◆ 任务要求
请从所给摘录中一字不差地摘抄从“title = ['学校名称', '总分']”到“plt.ylim(min(y)-10, max(y)+10)”之间的文字，开头和结尾这两处也都包括在内。

**** 所给摘录

6月5日学习进度

一.所花时间

二.代码量

200行

三.博客量

1篇

四.了解到的知识点

题目描述】以软科中国最好大学排名为分析对象，基于requests库和bs4库编写爬虫程序，对2015年至2019年间的中国大学排名数据进行爬取：

（1）按照排名先后顺序输出不同年份的前10位大学信息，并要求对输出结果的排版进行优化；

（2）结合matplotlib库，对2015-2019年间前10位大学的排名信息进行可视化展示。

（3附加）编写一个查询程序，根据从键盘输入的大学名称和年份，输出该大学相应的排名信息。如果所爬取的数据中不包含该大学或该年份信息，则输出相应的提示信息，并让用户选择重新输入还是结束查询；

【练习要求】请给出源代码程序和运行测试结果，源代码程序要求添加必要的注释。

import requests
from bs4 import BeautifulSoup as bs
import pandas as pd

from matplotlib import pyplot as plt
from pyecharts.charts import Line
from pyecharts.charts import Bar
from pyecharts.charts import PictorialBar
from pyecharts.charts import Map
from pyecharts.charts import Pie
from pyecharts.charts import Grid

from pyecharts import options as opts

def get_rank(url):
    count = 0
    rank = []
    headers = {
        "user-agent": "Mozilla/5.0 (Windows NT 10.0; Win64; x64) AppleWebKit/537.36 (KHTML, like Gecko) Chrome/101.0.4951.54 Safari/537.36 Edg/101.0.1210.3"
    }
    resp = requests.get(url, headers=headers).content.decode()
    soup = bs(resp, "lxml")
    univname = soup.find_all('a', class_="name-cn")
    for i in univname:
        if count != 10:
            university = i.text.replace(" ", "")
            score = soup.select("#content-box > div.rk-table-box > table > tbody > tr:nth-child({}) > td:nth-child(5)"
                                .format(count + 1))[0].text.strip()
            rank.append([university, score])
        else:
            break
        count += 1
    return rank

total = []
u_year = 2015
for i in range(15, 20):
    url = "https://www.shanghairanking.cn/rankings/bcur/20{}11".format(i)
    print(url)
    title = ['学校名称', '总分']
    df = pd.DataFrame(get_rank(url), columns=title)
    total.append(df)

for i in total:
    plt.rcParams['font.sans-serif'] = ['SimHei']  # 用来正常显示中文标签
    x = list(i["学校名称"])[::-1]
    y = list(i["总分"])[::-1]
    # 1.创建画布
    plt.figure(figsize=(20, 8), dpi=100)

    # 2.绘制图像
    y = [float(value) for value in y]
    plt.ylim(min(y)-10, max(y)+10)
    plt.bar(x, y, label="大学排名")
   
    #plt.plot(x, y, label="大学排名")
    # 2.2 添加网格显示
    plt.grid(True, linestyle="--", alpha=0.5)

********
**** 所给清单

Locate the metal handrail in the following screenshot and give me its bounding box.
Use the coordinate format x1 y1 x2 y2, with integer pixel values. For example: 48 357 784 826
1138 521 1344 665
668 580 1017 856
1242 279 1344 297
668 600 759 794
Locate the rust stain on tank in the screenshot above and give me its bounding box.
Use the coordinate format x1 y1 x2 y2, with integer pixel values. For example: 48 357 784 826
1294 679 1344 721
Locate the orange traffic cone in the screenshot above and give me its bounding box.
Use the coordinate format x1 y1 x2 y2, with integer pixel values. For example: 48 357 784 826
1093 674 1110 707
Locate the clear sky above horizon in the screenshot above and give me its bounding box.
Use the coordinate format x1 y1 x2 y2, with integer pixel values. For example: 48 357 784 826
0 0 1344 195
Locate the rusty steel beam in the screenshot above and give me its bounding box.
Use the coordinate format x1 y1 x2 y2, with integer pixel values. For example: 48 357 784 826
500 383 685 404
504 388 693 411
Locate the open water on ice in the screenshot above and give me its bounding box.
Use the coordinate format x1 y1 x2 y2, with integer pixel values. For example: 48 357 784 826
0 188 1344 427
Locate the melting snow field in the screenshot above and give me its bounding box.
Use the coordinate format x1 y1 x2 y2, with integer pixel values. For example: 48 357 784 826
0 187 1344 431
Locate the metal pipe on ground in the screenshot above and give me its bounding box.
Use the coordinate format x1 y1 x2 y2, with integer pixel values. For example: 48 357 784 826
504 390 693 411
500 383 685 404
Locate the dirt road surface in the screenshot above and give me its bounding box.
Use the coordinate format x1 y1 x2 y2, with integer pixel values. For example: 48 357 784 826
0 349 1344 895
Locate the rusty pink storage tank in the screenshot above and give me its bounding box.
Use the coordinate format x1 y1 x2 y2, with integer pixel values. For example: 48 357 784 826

********

◆ 练习解答
title = ['学校名称', '总分']
    df = pd.DataFrame(get_rank(url), columns=title)
    total.append(df)

for i in total:
    plt.rcParams['font.sans-serif'] = ['SimHei']  # 用来正常显示中文标签
    x = list(i["学校名称"])[::-1]
    y = list(i["总分"])[::-1]
    # 1.创建画布
    plt.figure(figsize=(20, 8), dpi=100)

    # 2.绘制图像
    y = [float(value) for value in y]
    plt.ylim(min(y)-10, max(y)+10)